## WHAT IS REQUIRED
Please copy the text on AI product requirement documents word for word, from "Create PRD Stories" up to and including "with Validated Outcomes.".

## GIVEN TEXT
Create PRD Stories
How do you spec a product that never gives the same answer twice?
Traditional PRDs define behavior: "When user clicks X, system does Y." AI PRDs define boundaries and quality distributions: "Given input type X, output should score above Y on dimension Z at least N% of the time."
| Traditional PRD | AI PRD |
|---|---|
| Acceptance criteria: pass/fail | Quality targets: percentage above threshold |
| Edge cases are bugs | Edge cases are statistical certainties |
| Test before ship | Evaluate continuously |
| User stories (documentation) | Story contracts — each row = ≥1 test file, RED before impl, GREEN = value |
| Spec is for humans | Spec is for humans AND agents |
| Behavior instructions | Intent contracts — govern autonomy when instructions run out |
P2P Stories
Protocol Contract Format: Explain the journey from Pain to Performance with Validated Outcomes.

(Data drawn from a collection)
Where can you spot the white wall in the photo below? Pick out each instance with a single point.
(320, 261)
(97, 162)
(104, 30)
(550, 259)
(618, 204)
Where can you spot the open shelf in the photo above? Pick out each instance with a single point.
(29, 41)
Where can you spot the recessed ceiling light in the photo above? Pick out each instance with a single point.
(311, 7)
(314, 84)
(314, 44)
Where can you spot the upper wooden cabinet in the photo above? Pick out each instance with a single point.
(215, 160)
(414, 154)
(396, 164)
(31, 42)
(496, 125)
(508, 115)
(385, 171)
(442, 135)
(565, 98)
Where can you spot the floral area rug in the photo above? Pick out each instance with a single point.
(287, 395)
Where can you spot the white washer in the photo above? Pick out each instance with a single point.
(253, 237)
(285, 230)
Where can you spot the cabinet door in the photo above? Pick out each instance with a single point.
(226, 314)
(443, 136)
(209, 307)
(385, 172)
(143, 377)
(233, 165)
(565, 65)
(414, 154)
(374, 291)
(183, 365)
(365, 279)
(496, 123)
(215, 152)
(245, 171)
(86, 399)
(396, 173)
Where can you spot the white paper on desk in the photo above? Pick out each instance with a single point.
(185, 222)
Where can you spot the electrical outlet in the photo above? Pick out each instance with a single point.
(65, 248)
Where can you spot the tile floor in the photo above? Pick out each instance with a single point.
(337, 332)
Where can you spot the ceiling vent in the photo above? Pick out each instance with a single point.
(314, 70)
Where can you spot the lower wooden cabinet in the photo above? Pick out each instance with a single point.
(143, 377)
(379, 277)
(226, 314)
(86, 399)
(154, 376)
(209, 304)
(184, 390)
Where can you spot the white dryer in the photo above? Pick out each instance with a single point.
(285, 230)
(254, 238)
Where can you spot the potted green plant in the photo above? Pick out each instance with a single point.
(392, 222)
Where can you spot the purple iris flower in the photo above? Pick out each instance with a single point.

## RESULT BELOW
Create PRD Stories
How do you spec a product that never gives the same answer twice?
Traditional PRDs define behavior: "When user clicks X, system does Y." AI PRDs define boundaries and quality distributions: "Given input type X, output should score above Y on dimension Z at least N% of the time."
| Traditional PRD | AI PRD |
|---|---|
| Acceptance criteria: pass/fail | Quality targets: percentage above threshold |
| Edge cases are bugs | Edge cases are statistical certainties |
| Test before ship | Evaluate continuously |
| User stories (documentation) | Story contracts — each row = ≥1 test file, RED before impl, GREEN = value |
| Spec is for humans | Spec is for humans AND agents |
| Behavior instructions | Intent contracts — govern autonomy when instructions run out |
P2P Stories
Protocol Contract Format: Explain the journey from Pain to Performance with Validated Outcomes.